Man stelle sich vor, wie spontane Schwellungen an verschiedenen Körperteilen, einschließlich Bauch, Händen und Gesicht, extreme Beschwerden und oft starke Schmerzen verursachen. Noch besorgniserregender: Tritt eine solche Schwellung im Rachenraum auf, besteht erhebliche Erstickungs- und möglicherweise Lebensgefahr.
Diese beunruhigende Vorstellung entspricht den Problemen von Patienten mit hereditärem Angioödem. Viele von ihnen müssen jahrelang unter einer Reihe dieser Symptome leiden, bevor sie die richtige Diagnose und eine wirksame Behandlung erhalten. Mehr noch – da viele Mediziner nicht einmal wissen, dass es diese seltene Krankheit gibt, bleibt die Diagnose schwierig. Unbehandelt kann ein Anfall im Durchschnitt von einem Tag bis zu drei Tagen, in einigen Fällen auch mehr als eine Woche dauern.
Wie selten ist selten?
HAE betrifft weltweit ungefähr 1 von 10.000 bis 50.000 Menschen jeden Alters. Konservativ geschätzt wären damit in der EU etwas mehr als 10.000 Menschen betroffen – es könnten jedoch auch bis zu 52.000 sein.

# Auszüge aus Datensätzen
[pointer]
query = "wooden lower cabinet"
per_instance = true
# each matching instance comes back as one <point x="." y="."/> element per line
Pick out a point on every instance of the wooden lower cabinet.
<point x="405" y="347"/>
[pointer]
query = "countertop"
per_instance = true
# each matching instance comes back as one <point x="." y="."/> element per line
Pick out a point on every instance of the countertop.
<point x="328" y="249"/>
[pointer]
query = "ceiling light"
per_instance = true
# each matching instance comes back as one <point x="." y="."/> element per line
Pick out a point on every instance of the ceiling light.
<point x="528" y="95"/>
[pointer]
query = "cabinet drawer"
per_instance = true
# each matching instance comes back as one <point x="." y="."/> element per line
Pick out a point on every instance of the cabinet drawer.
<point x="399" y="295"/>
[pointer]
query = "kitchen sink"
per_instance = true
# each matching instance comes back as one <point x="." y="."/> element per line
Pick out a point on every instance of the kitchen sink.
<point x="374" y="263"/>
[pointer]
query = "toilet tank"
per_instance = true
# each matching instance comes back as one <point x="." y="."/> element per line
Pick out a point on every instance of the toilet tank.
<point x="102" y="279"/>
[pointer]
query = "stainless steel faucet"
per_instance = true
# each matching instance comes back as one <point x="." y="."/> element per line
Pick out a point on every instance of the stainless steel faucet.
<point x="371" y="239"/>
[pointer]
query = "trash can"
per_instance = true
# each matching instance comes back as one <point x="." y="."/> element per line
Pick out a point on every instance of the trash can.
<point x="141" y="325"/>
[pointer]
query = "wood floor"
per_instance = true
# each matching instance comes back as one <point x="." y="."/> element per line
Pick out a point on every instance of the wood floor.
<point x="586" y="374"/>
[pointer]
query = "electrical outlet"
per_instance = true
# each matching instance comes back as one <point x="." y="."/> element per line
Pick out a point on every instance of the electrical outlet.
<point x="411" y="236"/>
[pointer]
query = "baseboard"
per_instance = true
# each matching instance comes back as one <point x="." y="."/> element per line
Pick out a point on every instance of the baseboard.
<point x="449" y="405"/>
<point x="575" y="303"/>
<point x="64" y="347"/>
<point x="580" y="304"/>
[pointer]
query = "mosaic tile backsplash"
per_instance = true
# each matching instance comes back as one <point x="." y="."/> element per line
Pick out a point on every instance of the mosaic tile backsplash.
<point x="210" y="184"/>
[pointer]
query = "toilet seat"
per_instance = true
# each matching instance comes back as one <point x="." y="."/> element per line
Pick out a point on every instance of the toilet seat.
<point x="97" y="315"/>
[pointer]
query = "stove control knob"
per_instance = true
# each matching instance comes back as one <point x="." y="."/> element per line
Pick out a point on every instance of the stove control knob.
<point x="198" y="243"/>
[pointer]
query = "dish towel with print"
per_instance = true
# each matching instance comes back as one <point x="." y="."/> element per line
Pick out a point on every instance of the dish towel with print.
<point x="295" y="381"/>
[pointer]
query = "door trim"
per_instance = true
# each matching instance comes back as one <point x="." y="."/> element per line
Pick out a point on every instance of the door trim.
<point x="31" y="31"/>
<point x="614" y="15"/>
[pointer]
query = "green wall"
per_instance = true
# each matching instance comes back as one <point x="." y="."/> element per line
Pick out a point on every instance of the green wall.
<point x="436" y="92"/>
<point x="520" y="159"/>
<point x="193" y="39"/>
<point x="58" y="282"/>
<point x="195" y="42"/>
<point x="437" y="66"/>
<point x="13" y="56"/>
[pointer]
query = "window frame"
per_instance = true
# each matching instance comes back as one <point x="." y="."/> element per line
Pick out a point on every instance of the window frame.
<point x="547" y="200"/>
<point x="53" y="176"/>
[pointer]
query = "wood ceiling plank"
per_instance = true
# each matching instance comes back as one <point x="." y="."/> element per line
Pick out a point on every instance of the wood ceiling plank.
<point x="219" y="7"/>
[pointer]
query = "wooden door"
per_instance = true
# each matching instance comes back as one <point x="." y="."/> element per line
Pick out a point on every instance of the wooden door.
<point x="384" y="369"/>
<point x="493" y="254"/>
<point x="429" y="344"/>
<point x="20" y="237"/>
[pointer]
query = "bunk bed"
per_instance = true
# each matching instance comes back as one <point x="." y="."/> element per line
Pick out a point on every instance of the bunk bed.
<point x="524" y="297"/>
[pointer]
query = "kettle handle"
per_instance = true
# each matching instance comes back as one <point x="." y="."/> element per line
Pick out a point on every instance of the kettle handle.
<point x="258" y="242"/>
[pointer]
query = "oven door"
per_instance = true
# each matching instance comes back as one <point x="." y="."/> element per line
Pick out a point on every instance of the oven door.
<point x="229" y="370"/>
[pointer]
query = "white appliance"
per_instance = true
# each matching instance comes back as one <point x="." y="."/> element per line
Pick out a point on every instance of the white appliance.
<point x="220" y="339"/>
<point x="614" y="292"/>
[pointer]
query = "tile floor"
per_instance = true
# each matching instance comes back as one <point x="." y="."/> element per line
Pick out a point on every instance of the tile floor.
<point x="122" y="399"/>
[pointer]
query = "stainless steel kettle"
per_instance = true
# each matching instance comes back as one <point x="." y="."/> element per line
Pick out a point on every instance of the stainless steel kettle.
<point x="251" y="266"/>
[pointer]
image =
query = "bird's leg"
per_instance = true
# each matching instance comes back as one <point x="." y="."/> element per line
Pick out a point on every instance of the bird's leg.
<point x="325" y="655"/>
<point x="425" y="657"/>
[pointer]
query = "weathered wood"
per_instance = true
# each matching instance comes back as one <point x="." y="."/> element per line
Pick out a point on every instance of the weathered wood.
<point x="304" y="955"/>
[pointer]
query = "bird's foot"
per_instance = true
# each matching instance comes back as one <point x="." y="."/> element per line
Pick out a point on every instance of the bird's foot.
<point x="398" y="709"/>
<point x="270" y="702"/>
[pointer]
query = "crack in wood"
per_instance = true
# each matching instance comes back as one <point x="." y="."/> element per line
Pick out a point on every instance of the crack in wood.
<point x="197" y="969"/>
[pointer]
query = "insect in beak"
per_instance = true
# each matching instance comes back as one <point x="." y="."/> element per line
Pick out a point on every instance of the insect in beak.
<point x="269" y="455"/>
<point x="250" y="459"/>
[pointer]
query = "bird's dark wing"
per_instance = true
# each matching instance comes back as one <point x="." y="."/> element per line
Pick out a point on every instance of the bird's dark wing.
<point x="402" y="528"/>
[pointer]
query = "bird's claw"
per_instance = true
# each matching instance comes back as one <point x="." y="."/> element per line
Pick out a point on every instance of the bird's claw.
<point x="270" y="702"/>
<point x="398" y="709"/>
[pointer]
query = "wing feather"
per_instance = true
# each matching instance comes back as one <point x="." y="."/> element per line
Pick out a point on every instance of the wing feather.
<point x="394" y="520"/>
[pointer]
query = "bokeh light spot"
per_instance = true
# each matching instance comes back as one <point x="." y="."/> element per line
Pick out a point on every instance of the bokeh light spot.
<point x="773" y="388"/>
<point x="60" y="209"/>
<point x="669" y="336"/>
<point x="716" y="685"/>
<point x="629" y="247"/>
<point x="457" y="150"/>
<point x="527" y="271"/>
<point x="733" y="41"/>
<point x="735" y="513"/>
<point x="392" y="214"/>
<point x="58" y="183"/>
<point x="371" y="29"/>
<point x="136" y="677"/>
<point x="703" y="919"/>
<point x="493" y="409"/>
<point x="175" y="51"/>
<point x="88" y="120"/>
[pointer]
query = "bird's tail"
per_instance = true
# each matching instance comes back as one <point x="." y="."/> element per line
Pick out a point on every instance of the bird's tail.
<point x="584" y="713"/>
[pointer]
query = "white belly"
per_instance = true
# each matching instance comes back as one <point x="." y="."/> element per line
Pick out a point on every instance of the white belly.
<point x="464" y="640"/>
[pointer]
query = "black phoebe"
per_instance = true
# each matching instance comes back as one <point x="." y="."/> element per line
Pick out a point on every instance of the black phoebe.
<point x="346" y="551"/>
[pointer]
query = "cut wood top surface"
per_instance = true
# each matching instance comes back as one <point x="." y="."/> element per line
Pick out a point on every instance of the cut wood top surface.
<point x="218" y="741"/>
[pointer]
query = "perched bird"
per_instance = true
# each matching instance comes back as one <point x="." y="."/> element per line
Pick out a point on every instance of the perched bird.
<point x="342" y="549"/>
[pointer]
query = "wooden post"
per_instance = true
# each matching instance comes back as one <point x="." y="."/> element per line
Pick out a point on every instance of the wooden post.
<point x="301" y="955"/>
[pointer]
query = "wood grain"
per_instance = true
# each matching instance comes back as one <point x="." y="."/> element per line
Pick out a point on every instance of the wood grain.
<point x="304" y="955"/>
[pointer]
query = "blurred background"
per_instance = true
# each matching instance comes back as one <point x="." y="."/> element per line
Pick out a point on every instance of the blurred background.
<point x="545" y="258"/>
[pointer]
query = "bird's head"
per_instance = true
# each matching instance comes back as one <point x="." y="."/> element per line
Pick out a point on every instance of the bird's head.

# Aufgabenstellung
Nenne alle Körperstellen, an denen laut dem Text über das hereditäre Angioödem Schwellungen auftreten können.

# Lösung
Bauch, Hände, Gesicht, Rachenraum